● **Job 1**
In the R web-scraping forum post, after how many milliseconds does the connection time out?
● **Job 2**
Pick up the R web-scraping forum post right after its last line of code and carry it forward.

-- start Text shown --

I'm conducting a webscraping project, but I've run into issues with the code. Getting this error while trying to run the lines of code below, specifically the sapply function: Timeout was reached: [historico.presidencia.gov.co] Connection timed out after 10000 milliseconds
I assume its because the scraping loop reaches the time limit before it can finish the process, and usually I can brute force the program to work, but it has been such a consistent issue that it has become quite frustrating. I have tried using the timeout function from httr, but I have had no success.
Any help is appreciated.
Note: because I am a new user, I cannot post my links exactly as they should. I have put spaces in between and removed http so that can post the URL without otherwise losing the meaningful information.
library(rvest)
library(tidyverse)
library(httr)
months <- tolower(c("Enero","Febrero","Marzo","Abril","Mayo","Junio","Julio","Agosto","Septiembre","Octubre","Noviembre","Diciembre"))
Uribe_index_2003_urls <- paste0(":// historico. presidencia. gov.
co/discursos/ discursos2003/ ",months,"/ ",months,"2003.htm")
search_month <- 7
url_one <- read_html(Uribe_index_2003_urls[search_month])

-- end Text shown --
-- start Dataset content --

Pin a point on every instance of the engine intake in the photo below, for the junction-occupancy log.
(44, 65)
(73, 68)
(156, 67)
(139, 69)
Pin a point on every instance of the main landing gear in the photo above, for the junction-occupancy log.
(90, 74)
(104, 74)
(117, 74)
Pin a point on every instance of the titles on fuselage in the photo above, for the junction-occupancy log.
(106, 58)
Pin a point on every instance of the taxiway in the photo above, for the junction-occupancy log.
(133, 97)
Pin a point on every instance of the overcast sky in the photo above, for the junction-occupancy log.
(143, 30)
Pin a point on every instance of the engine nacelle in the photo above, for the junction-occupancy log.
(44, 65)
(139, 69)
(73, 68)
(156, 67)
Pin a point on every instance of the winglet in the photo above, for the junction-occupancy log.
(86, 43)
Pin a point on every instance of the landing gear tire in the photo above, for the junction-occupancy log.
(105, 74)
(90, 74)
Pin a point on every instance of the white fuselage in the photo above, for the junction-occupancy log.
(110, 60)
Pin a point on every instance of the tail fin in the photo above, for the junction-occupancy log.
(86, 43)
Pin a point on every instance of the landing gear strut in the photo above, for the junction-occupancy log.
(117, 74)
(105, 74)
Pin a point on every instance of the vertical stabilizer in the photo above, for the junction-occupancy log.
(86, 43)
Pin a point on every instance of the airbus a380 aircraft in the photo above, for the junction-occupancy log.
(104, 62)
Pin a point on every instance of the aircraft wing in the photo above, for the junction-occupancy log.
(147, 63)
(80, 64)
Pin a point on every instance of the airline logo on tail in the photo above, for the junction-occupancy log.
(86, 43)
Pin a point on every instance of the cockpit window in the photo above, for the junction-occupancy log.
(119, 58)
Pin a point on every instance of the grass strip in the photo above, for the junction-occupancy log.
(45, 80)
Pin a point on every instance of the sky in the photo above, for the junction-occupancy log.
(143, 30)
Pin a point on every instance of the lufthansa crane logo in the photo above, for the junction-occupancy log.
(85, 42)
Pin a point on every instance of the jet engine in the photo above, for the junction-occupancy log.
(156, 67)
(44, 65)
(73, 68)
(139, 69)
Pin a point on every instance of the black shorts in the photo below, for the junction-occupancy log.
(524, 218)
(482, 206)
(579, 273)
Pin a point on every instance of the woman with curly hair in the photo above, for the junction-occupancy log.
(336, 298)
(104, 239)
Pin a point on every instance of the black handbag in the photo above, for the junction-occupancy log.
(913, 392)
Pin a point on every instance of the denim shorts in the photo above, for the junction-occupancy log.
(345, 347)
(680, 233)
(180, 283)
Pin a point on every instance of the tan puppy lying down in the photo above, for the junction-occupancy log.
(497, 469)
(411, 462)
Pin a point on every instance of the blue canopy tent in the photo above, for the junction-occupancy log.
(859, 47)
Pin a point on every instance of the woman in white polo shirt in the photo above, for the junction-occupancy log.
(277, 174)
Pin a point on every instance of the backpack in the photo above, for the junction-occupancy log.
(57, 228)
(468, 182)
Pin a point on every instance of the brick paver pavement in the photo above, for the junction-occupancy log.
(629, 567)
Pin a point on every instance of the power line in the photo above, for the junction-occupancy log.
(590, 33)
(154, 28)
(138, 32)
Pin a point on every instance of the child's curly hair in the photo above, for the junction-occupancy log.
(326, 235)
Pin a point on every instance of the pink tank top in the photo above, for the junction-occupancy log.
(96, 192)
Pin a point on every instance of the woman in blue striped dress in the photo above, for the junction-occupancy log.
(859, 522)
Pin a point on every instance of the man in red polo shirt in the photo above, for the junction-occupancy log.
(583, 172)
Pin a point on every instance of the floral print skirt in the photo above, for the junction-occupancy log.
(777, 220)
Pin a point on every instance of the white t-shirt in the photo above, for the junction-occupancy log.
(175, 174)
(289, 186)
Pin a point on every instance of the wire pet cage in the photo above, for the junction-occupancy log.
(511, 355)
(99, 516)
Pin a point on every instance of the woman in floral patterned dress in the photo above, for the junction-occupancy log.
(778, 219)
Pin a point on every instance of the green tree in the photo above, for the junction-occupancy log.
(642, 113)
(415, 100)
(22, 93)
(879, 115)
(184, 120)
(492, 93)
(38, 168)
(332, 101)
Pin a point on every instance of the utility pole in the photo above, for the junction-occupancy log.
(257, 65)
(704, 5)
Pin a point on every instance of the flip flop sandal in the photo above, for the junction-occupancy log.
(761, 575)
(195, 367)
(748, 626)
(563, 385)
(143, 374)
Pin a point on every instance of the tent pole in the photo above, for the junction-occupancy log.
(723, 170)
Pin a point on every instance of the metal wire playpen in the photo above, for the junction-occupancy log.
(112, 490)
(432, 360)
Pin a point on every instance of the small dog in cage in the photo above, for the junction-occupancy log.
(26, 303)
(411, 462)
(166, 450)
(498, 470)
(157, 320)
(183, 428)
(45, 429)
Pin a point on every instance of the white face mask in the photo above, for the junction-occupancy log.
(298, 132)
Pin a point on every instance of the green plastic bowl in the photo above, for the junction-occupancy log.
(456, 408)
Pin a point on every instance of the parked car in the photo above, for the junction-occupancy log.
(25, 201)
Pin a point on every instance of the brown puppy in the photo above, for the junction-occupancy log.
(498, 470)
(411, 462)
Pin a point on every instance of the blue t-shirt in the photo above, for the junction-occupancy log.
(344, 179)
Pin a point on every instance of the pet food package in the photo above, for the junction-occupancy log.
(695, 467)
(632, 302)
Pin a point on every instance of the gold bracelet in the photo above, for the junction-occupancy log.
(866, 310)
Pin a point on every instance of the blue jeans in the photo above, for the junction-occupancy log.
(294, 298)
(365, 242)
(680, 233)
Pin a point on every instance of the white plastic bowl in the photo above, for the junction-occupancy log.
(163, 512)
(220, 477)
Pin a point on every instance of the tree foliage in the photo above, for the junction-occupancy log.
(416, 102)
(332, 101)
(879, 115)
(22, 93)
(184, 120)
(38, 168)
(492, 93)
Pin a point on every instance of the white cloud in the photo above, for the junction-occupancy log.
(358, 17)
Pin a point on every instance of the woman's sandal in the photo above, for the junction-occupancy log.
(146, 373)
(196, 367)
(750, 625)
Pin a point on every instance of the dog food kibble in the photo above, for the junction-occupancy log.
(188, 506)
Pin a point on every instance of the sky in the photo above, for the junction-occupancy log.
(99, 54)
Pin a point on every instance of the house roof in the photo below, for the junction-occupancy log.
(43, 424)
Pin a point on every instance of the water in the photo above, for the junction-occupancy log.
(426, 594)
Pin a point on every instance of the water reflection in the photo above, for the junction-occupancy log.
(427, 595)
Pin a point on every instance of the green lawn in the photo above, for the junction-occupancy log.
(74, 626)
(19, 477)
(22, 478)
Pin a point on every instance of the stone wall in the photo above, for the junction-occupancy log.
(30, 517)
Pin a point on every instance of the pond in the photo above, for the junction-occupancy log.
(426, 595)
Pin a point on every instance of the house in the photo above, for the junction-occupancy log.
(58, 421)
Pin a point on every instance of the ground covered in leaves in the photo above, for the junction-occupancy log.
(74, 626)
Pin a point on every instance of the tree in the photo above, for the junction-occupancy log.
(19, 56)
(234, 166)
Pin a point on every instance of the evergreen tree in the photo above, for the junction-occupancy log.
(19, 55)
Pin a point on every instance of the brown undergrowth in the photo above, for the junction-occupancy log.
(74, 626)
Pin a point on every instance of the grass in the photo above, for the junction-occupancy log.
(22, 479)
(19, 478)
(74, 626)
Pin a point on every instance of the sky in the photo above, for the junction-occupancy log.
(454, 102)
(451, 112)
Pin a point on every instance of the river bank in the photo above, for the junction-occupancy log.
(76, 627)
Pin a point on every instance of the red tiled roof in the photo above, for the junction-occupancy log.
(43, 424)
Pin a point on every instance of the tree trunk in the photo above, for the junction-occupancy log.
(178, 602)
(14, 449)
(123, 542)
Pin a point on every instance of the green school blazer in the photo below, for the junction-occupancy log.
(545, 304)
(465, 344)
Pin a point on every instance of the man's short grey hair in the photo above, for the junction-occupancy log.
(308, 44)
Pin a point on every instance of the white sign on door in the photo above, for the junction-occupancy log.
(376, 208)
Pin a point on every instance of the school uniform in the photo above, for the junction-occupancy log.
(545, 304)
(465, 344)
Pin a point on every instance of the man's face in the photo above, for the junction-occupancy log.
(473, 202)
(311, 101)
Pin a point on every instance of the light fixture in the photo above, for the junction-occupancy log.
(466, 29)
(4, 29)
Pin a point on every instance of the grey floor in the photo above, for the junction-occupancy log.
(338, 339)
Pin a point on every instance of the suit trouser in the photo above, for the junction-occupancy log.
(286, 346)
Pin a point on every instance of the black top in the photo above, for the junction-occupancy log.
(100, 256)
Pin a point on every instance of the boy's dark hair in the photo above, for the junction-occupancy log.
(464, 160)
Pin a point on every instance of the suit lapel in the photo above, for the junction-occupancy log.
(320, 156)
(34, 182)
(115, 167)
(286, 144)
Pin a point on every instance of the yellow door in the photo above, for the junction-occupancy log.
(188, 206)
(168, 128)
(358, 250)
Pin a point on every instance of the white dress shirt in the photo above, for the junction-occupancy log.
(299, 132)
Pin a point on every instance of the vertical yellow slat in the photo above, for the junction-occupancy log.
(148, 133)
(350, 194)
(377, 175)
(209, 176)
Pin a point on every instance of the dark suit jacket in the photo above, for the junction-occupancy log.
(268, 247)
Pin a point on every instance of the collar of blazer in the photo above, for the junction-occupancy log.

-- end Dataset content --

● **Exercise response 1**
10000 milliseconds

● **Exercise response 2**
url_two <- html_nodes(url_one, "a.tituloscentro")
url_three <- html_attr(url_two, "href")
url_four <- url_three[which(!str_extract(url_three,"^.")==".")]
speech_url<- paste0("http://historico.presidencia.gov.co/discursos/discursos2003/",months[search_month],"/",url_four)
speech_url
sample_url <- speech_url[2]
get_speech <- function(sample_url)
{
one <- read_html(sample_url)
two <- html_nodes(one, "p.parrafos")
three <- html_text(two)
four <- str_replace_all(three, "(\r|\n\\s*)", "")
five <- paste(four, collapse=" ")
Sys.sleep(2)
return(five)
}
#####Here is where thing become problematic. Once it does complete, however, everything is good. It's the sapply which is the problem.
speeches_July_2003 <- sapply(speech_url,get_speech)
#####
speeches_2003_July.df <- data.frame("year"=2003, "month"=1, "text"=speeches_July_2003)